- _VORGELEGTER TEXT_
== == ==

Die Minsker Philosophin Olga Shparaga spricht im VOLKSBLATT-Interview als Mitglied des oppositionellen Koordinierungsrates über die friedliche Revolution in Weißrussland (Belarus) und über Perspektiven für die Zeit nach Alexander Lukaschenko.
VOLKSBLATT: Wie geht es nach den letzten Großdemos, bei denen das Regime brutal gegen Bürger vorging, weiter?
OLGA SHPARAGA: Friedliche Proteste passieren jeden Tag, aber in verschiedenen neuen Formen, die dem Moment – vor allem der Brutalität des Regimes – entsprechen. An den Arbeitstagen hat man im Moment mit den Aktivitäten der Bürgerinnen in den Innenhöfen zu tun – es gibt schon 1155 Innenhöfe-Chats, 732 davon in Minsk. Vergangenen Samstag gab es in Minsk den dritten Frauenmarsch von 100.000 Frauen, über 70 Frauen wurden dabei brutal verhaftet.

== == ==

- _BEREITGESTELLTE DATEN_
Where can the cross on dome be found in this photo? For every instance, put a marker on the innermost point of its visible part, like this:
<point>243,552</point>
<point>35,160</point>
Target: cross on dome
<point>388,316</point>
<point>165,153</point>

== == ==

- _ARBEITSAUFTRAG_
Kannst du den Interviewauszug über die Proteste in Belarus von oben vollständig und Wort für Wort wiederholen?

- _SCHRIFTLICHE ANTWORT_
Die Minsker Philosophin Olga Shparaga spricht im VOLKSBLATT-Interview als Mitglied des oppositionellen Koordinierungsrates über die friedliche Revolution in Weißrussland (Belarus) und über Perspektiven für die Zeit nach Alexander Lukaschenko.
VOLKSBLATT: Wie geht es nach den letzten Großdemos, bei denen das Regime brutal gegen Bürger vorging, weiter?
OLGA SHPARAGA: Friedliche Proteste passieren jeden Tag, aber in verschiedenen neuen Formen, die dem Moment – vor allem der Brutalität des Regimes – entsprechen. An den Arbeitstagen hat man im Moment mit den Aktivitäten der Bürgerinnen in den Innenhöfen zu tun – es gibt schon 1155 Innenhöfe-Chats, 732 davon in Minsk. Vergangenen Samstag gab es in Minsk den dritten Frauenmarsch von 100.000 Frauen, über 70 Frauen wurden dabei brutal verhaftet.